— THE REQUEST —
Quote the data from its first line through the line containing "151], [326, 153]]", including both ends, and omit the pictures.

--- Start MATERIAL ---

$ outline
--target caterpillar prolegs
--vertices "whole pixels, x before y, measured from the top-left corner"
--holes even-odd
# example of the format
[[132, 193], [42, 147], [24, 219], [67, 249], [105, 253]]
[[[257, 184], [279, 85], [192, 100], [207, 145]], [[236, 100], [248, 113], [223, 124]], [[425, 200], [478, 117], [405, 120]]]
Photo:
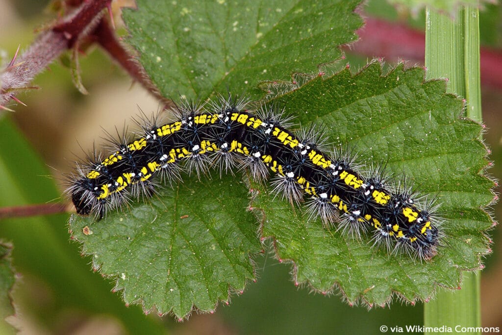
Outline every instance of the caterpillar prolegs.
[[313, 130], [288, 130], [277, 106], [248, 107], [244, 99], [221, 98], [207, 108], [176, 107], [177, 119], [165, 124], [137, 122], [135, 139], [78, 166], [68, 187], [77, 212], [102, 217], [155, 192], [157, 175], [171, 183], [184, 169], [200, 175], [217, 165], [220, 173], [248, 169], [258, 180], [272, 174], [275, 193], [292, 202], [305, 198], [311, 218], [319, 216], [345, 234], [370, 231], [374, 244], [421, 259], [436, 254], [443, 233], [430, 205], [420, 206], [412, 192], [388, 185], [379, 169], [365, 173], [340, 151], [326, 153]]

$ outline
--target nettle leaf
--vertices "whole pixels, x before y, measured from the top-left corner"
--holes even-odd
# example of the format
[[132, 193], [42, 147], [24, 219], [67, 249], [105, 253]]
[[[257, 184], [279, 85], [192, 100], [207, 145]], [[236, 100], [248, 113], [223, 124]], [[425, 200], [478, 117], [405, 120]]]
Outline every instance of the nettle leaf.
[[[270, 89], [274, 103], [304, 127], [321, 126], [334, 147], [353, 148], [366, 166], [386, 164], [396, 180], [406, 175], [437, 198], [447, 244], [430, 262], [389, 256], [371, 249], [367, 237], [353, 241], [305, 220], [303, 208], [269, 196], [264, 185], [246, 185], [237, 173], [220, 178], [211, 171], [201, 181], [184, 176], [123, 212], [70, 220], [83, 252], [116, 281], [126, 303], [182, 318], [194, 308], [213, 311], [254, 280], [250, 255], [267, 237], [278, 257], [294, 262], [297, 283], [326, 293], [338, 286], [351, 303], [383, 304], [394, 292], [426, 299], [437, 285], [458, 286], [459, 269], [479, 267], [488, 243], [481, 232], [492, 224], [481, 208], [493, 198], [493, 183], [478, 174], [487, 164], [476, 139], [480, 126], [460, 118], [462, 102], [445, 93], [444, 81], [424, 82], [422, 69], [402, 65], [383, 75], [378, 63], [356, 75], [347, 69], [288, 81], [337, 60], [338, 45], [353, 40], [360, 25], [352, 12], [357, 2], [174, 3], [140, 1], [125, 16], [130, 41], [164, 94], [207, 97], [228, 89], [257, 96], [253, 88]], [[258, 220], [250, 189], [259, 191], [250, 205]]]
[[242, 291], [254, 279], [250, 254], [262, 249], [239, 179], [187, 177], [97, 222], [73, 215], [70, 229], [93, 255], [93, 268], [116, 277], [114, 289], [123, 290], [127, 303], [179, 318], [194, 306], [214, 311], [218, 300], [228, 303], [230, 290]]
[[481, 232], [493, 220], [483, 209], [493, 199], [493, 182], [479, 174], [487, 165], [481, 126], [460, 118], [462, 101], [447, 94], [446, 82], [424, 82], [420, 68], [403, 64], [383, 75], [373, 62], [356, 75], [348, 69], [318, 78], [274, 101], [304, 127], [326, 131], [335, 146], [350, 148], [363, 166], [386, 165], [399, 182], [441, 204], [445, 246], [430, 261], [407, 254], [388, 255], [361, 241], [326, 231], [320, 220], [256, 186], [253, 207], [261, 209], [262, 235], [273, 237], [280, 259], [294, 264], [298, 283], [324, 293], [338, 288], [350, 303], [388, 303], [394, 293], [411, 301], [427, 300], [437, 285], [459, 286], [460, 269], [479, 268], [489, 252]]
[[12, 267], [11, 252], [12, 246], [0, 241], [0, 333], [15, 334], [16, 329], [7, 323], [5, 318], [14, 314], [12, 292], [16, 279]]
[[360, 0], [139, 0], [125, 11], [128, 39], [165, 96], [205, 98], [311, 73], [339, 58], [362, 24]]

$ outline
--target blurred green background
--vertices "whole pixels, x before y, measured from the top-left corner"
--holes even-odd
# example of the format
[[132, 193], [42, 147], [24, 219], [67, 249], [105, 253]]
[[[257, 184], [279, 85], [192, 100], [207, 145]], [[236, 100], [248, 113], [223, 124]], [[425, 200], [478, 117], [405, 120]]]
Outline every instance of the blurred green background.
[[[22, 49], [29, 45], [34, 30], [53, 18], [44, 12], [47, 2], [0, 0], [0, 54], [5, 61], [8, 62], [19, 45]], [[502, 58], [502, 12], [499, 6], [486, 7], [480, 18], [483, 46]], [[367, 2], [362, 11], [370, 19], [398, 22], [416, 30], [419, 37], [423, 35], [423, 13], [413, 17], [382, 0]], [[409, 65], [423, 64], [420, 55], [408, 56], [415, 49], [407, 41], [399, 43], [402, 53], [386, 58], [390, 65], [400, 56], [411, 57]], [[382, 46], [375, 46], [371, 54], [357, 45], [347, 48], [347, 61], [357, 69], [372, 56], [383, 55], [379, 51], [385, 54], [386, 50], [379, 49]], [[132, 85], [131, 79], [101, 50], [88, 50], [80, 63], [88, 95], [78, 91], [68, 69], [55, 62], [35, 80], [40, 89], [19, 96], [27, 107], [10, 106], [15, 113], [0, 114], [0, 206], [61, 200], [61, 176], [71, 170], [82, 150], [92, 148], [94, 141], [98, 146], [103, 142], [101, 127], [121, 128], [122, 122], [129, 123], [130, 116], [138, 114], [138, 107], [145, 111], [159, 108], [158, 102], [139, 85]], [[482, 79], [483, 83], [490, 81]], [[487, 130], [484, 138], [495, 162], [489, 173], [500, 179], [502, 87], [486, 84], [482, 90]], [[497, 204], [493, 210], [498, 217], [500, 206]], [[69, 241], [68, 217], [12, 219], [0, 224], [0, 237], [14, 243], [14, 264], [19, 274], [14, 294], [17, 315], [8, 319], [22, 333], [379, 333], [382, 324], [423, 322], [421, 304], [405, 305], [396, 299], [391, 308], [368, 311], [349, 306], [339, 295], [326, 297], [310, 293], [308, 287], [297, 288], [291, 280], [291, 265], [279, 264], [270, 251], [254, 258], [257, 282], [249, 283], [241, 295], [233, 294], [229, 305], [220, 304], [214, 314], [193, 315], [183, 323], [169, 316], [145, 316], [139, 306], [124, 306], [119, 292], [111, 292], [111, 280], [92, 272], [90, 260], [81, 257], [78, 245]], [[499, 231], [491, 233], [493, 253], [485, 260], [482, 272], [482, 323], [486, 326], [502, 325]]]

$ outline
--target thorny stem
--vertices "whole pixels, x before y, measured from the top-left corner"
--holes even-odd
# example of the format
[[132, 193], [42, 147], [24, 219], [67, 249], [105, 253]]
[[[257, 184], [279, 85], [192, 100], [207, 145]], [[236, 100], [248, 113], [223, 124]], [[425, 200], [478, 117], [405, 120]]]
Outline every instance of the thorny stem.
[[34, 77], [62, 53], [77, 47], [83, 39], [97, 42], [133, 79], [166, 105], [169, 104], [169, 100], [161, 95], [141, 65], [118, 41], [103, 16], [103, 10], [109, 9], [111, 2], [83, 1], [80, 7], [40, 34], [23, 55], [18, 57], [17, 52], [7, 68], [0, 71], [0, 108], [11, 110], [6, 105], [11, 99], [22, 103], [16, 95], [29, 87]]
[[0, 208], [0, 220], [9, 217], [23, 217], [38, 215], [64, 213], [68, 205], [64, 203], [41, 203], [26, 206], [15, 206]]
[[41, 33], [21, 56], [18, 58], [16, 54], [7, 68], [0, 73], [0, 106], [13, 99], [18, 90], [28, 86], [35, 75], [63, 51], [71, 48], [78, 39], [85, 36], [111, 1], [84, 2], [51, 29]]
[[101, 20], [92, 35], [95, 37], [99, 45], [127, 71], [132, 78], [141, 83], [151, 94], [162, 101], [165, 105], [170, 105], [172, 103], [171, 100], [162, 96], [159, 89], [152, 82], [143, 67], [131, 56], [124, 45], [117, 39], [116, 35], [106, 21]]

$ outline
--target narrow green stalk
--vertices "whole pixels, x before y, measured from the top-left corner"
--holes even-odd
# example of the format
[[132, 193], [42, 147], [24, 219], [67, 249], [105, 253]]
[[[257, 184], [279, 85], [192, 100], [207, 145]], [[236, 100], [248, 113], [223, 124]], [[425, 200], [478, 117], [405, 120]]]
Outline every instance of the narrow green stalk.
[[[466, 100], [466, 116], [481, 122], [478, 14], [477, 9], [462, 8], [452, 19], [428, 9], [425, 65], [427, 78], [448, 78], [448, 91]], [[479, 271], [464, 271], [461, 289], [439, 290], [424, 304], [425, 325], [451, 327], [454, 332], [480, 327], [480, 276]]]

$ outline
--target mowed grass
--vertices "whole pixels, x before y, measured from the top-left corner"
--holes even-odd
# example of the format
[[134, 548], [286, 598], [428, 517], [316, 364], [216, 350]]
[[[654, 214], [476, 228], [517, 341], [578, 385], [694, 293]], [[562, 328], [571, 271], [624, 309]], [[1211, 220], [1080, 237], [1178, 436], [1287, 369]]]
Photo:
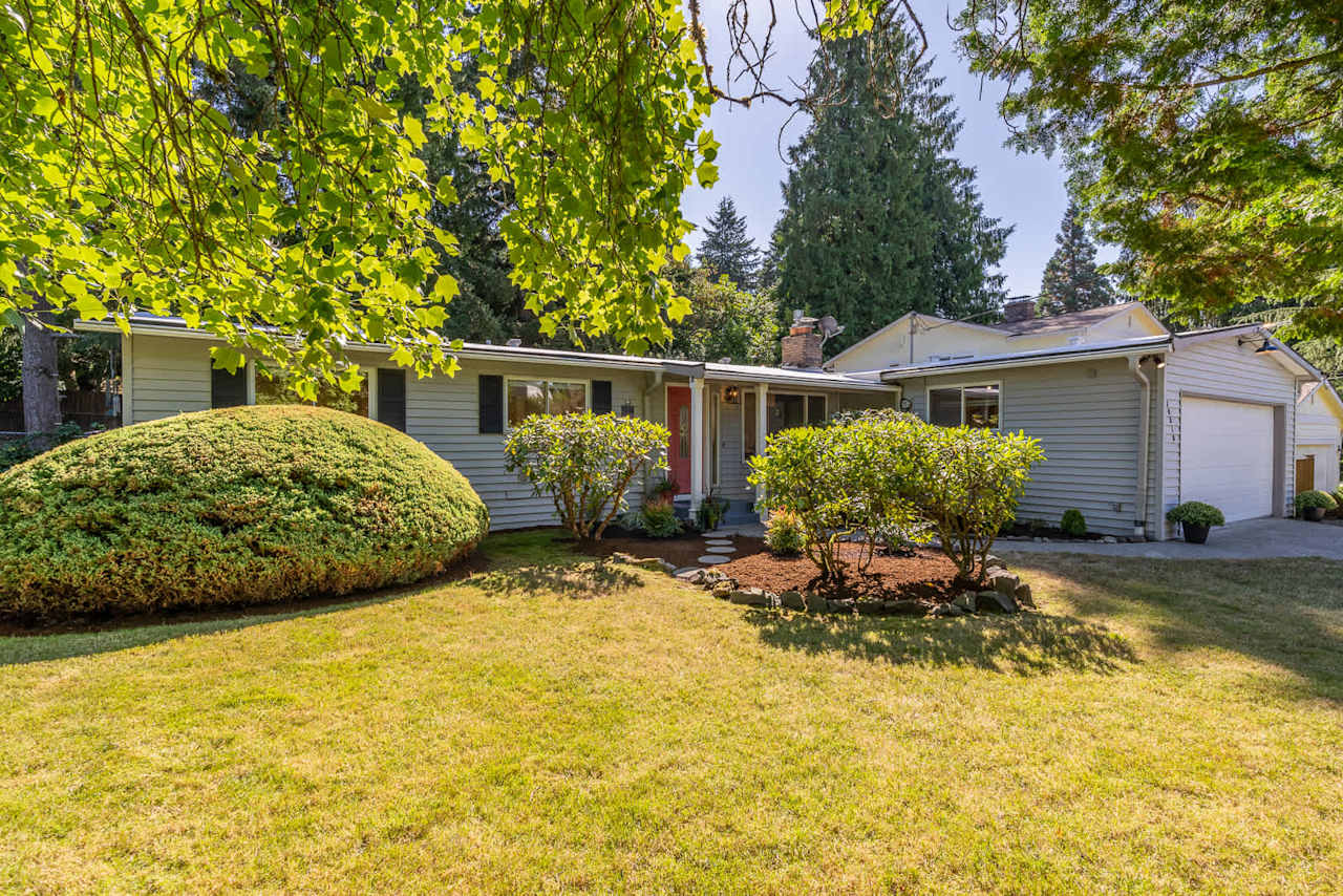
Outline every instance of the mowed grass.
[[312, 615], [0, 639], [0, 889], [1343, 880], [1343, 564], [1035, 555], [1039, 614], [821, 621], [551, 539]]

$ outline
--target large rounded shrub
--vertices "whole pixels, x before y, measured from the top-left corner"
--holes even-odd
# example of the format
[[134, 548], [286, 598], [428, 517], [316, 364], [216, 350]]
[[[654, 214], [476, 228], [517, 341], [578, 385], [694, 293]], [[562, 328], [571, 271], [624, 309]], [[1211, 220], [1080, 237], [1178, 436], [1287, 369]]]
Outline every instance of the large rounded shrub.
[[183, 414], [0, 476], [0, 615], [271, 603], [420, 579], [489, 513], [450, 463], [297, 404]]

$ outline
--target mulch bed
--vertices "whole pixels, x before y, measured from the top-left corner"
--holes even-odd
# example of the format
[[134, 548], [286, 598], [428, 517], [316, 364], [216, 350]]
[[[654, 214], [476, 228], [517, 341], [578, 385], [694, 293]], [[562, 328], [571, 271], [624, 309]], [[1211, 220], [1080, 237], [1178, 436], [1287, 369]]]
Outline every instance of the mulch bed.
[[[858, 598], [881, 600], [931, 600], [945, 602], [966, 588], [956, 583], [956, 564], [940, 551], [920, 548], [912, 556], [877, 555], [865, 574], [858, 572], [857, 562], [862, 551], [858, 545], [841, 549], [841, 557], [849, 562], [849, 574], [841, 583], [821, 582], [819, 570], [811, 560], [779, 557], [770, 553], [761, 539], [736, 536], [732, 545], [737, 549], [728, 563], [710, 568], [736, 579], [743, 588], [763, 588], [782, 594], [784, 591], [813, 591], [827, 598]], [[662, 557], [677, 567], [701, 566], [704, 537], [639, 539], [604, 537], [575, 545], [582, 553], [611, 556], [616, 552], [633, 553], [637, 557]]]
[[[717, 537], [717, 536], [708, 536]], [[745, 536], [723, 536], [732, 540], [732, 547], [737, 549], [732, 556], [740, 557], [747, 553], [760, 553], [764, 551], [764, 540]], [[603, 537], [600, 541], [586, 541], [575, 544], [575, 551], [590, 556], [608, 557], [612, 553], [633, 553], [637, 557], [662, 557], [677, 567], [704, 566], [700, 557], [704, 556], [708, 545], [705, 536], [681, 536], [677, 539], [639, 539], [639, 537]], [[721, 568], [721, 567], [720, 567]]]
[[763, 549], [739, 553], [731, 563], [714, 568], [736, 579], [739, 586], [775, 594], [814, 591], [830, 598], [944, 602], [964, 590], [956, 584], [956, 564], [937, 551], [920, 548], [912, 556], [878, 553], [866, 572], [858, 572], [855, 564], [861, 551], [860, 545], [841, 548], [839, 556], [849, 563], [841, 583], [821, 582], [817, 566], [806, 557], [778, 557]]

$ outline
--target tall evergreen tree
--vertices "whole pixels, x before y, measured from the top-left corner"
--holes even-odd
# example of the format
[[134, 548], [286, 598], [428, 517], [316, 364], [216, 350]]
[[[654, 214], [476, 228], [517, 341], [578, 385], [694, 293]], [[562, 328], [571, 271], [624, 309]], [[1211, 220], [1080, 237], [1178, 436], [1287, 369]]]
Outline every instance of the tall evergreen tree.
[[962, 124], [898, 24], [823, 44], [822, 97], [788, 150], [772, 247], [780, 308], [834, 314], [835, 351], [917, 310], [991, 314], [1010, 227], [984, 215], [975, 171], [950, 156]]
[[1084, 312], [1119, 301], [1109, 278], [1096, 270], [1096, 244], [1082, 227], [1076, 203], [1068, 203], [1054, 242], [1058, 249], [1045, 266], [1035, 301], [1041, 314]]
[[747, 219], [737, 211], [731, 196], [719, 200], [717, 210], [704, 227], [700, 263], [713, 274], [727, 277], [737, 289], [755, 286], [760, 250], [747, 236]]

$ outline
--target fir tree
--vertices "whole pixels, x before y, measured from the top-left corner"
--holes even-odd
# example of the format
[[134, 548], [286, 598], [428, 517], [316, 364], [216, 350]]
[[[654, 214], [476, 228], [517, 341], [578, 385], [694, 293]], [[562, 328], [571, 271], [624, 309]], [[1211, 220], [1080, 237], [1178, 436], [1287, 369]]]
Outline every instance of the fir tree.
[[1035, 308], [1041, 314], [1066, 314], [1117, 301], [1109, 278], [1096, 270], [1096, 244], [1081, 224], [1081, 210], [1068, 203], [1058, 235], [1058, 249], [1045, 266]]
[[822, 97], [788, 150], [772, 240], [783, 313], [834, 314], [839, 351], [905, 312], [991, 314], [1010, 227], [984, 215], [975, 172], [950, 156], [960, 121], [941, 79], [897, 26], [829, 42], [811, 64]]
[[719, 200], [719, 208], [704, 227], [700, 263], [713, 274], [727, 277], [737, 289], [755, 286], [760, 250], [747, 236], [747, 219], [737, 212], [731, 196]]

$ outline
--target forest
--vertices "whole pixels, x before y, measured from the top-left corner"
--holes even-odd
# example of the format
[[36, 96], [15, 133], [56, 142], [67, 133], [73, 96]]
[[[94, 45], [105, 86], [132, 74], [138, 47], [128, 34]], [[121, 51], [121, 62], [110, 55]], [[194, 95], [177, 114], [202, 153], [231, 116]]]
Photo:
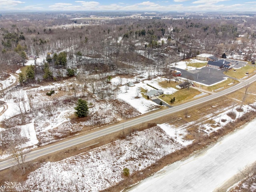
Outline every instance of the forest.
[[[165, 64], [201, 53], [221, 57], [242, 50], [244, 60], [254, 58], [252, 17], [86, 20], [71, 20], [72, 15], [0, 17], [2, 72], [17, 69], [29, 56], [46, 59], [45, 65], [36, 65], [33, 77], [22, 77], [23, 84], [60, 79], [75, 71], [127, 74], [152, 67], [162, 71]], [[48, 67], [50, 74], [45, 74]]]

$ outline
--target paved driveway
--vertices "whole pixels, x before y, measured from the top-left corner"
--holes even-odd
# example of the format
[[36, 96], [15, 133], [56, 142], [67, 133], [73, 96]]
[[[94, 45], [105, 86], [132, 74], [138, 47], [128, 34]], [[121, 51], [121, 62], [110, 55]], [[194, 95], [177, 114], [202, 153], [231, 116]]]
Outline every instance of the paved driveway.
[[[174, 69], [174, 68], [172, 68]], [[175, 69], [181, 72], [182, 77], [207, 85], [218, 83], [227, 77], [223, 74], [224, 69], [219, 70], [208, 67], [188, 71], [177, 68], [175, 68]]]

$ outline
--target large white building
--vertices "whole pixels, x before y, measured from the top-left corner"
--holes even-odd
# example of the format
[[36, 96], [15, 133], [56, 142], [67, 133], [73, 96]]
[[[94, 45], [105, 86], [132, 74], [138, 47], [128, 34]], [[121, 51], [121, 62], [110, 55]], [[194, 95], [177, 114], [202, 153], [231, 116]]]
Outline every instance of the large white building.
[[218, 60], [218, 57], [214, 56], [213, 55], [210, 54], [207, 54], [206, 53], [204, 53], [203, 54], [200, 54], [196, 56], [196, 58], [198, 60], [200, 60], [201, 61], [216, 61]]

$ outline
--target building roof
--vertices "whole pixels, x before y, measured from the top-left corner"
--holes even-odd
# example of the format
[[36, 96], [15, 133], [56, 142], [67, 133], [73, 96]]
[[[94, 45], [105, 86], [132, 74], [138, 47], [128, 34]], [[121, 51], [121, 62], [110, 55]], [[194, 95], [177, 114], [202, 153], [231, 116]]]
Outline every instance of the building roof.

--- End MATERIAL ---

— SOLUTION TO THIS PROBLEM —
$ outline
--target caterpillar prolegs
--vertices "whole pixels, x before y, measured from the top-left corner"
--holes even-odd
# example of the format
[[132, 193], [42, 147], [24, 219], [67, 249], [105, 253]]
[[[257, 184], [279, 85], [192, 100], [207, 145]], [[236, 100], [248, 113], [223, 124]], [[425, 200], [478, 117], [405, 120]]]
Photo:
Outline every instance of the caterpillar prolegs.
[[313, 130], [288, 130], [277, 106], [248, 107], [244, 99], [221, 98], [207, 108], [176, 107], [177, 119], [165, 124], [137, 122], [135, 139], [78, 166], [68, 187], [77, 212], [102, 217], [155, 192], [157, 175], [171, 183], [184, 169], [200, 175], [217, 165], [220, 173], [248, 169], [258, 180], [272, 174], [275, 193], [292, 202], [305, 198], [311, 218], [319, 216], [345, 234], [370, 231], [374, 244], [421, 259], [436, 254], [443, 233], [430, 205], [420, 206], [412, 192], [388, 185], [379, 169], [365, 173], [340, 151], [326, 153]]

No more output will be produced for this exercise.